#### [EXERCISE DETAILS]
Format everything in the items below, from the line containing "TARGET = cypress tree trunk" down to the line containing "x=43, y=267", both ends included, as a Markdown table with columns Row and Text: a running row number and the line itself. Skip blank lines and leave the pictures out.

[START RECORDS SUPPLIED]

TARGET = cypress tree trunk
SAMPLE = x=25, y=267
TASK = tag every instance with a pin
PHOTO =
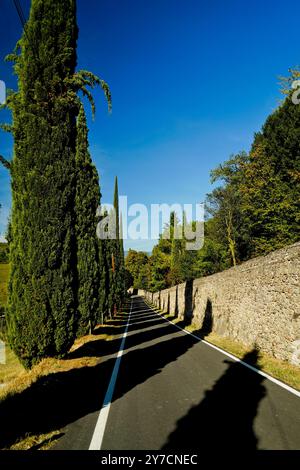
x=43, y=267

[END RECORDS SUPPLIED]
[START RECORDS SUPPLIED]

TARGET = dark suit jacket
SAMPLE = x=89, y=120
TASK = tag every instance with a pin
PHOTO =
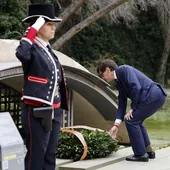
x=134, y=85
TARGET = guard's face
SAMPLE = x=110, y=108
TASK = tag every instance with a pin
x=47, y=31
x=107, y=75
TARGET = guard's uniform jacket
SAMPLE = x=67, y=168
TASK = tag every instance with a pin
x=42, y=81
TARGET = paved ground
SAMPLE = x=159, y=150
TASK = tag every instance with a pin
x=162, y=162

[END RECORDS SUPPLIED]

#### [EXERCISE OUTPUT]
| Row | Text |
|---|---|
| 1 | TARGET = cypress tree trunk |
| 2 | SAMPLE = x=25, y=267 |
| 3 | TASK = tag every instance with a pin |
| 4 | PHOTO = |
| 5 | x=43, y=267 |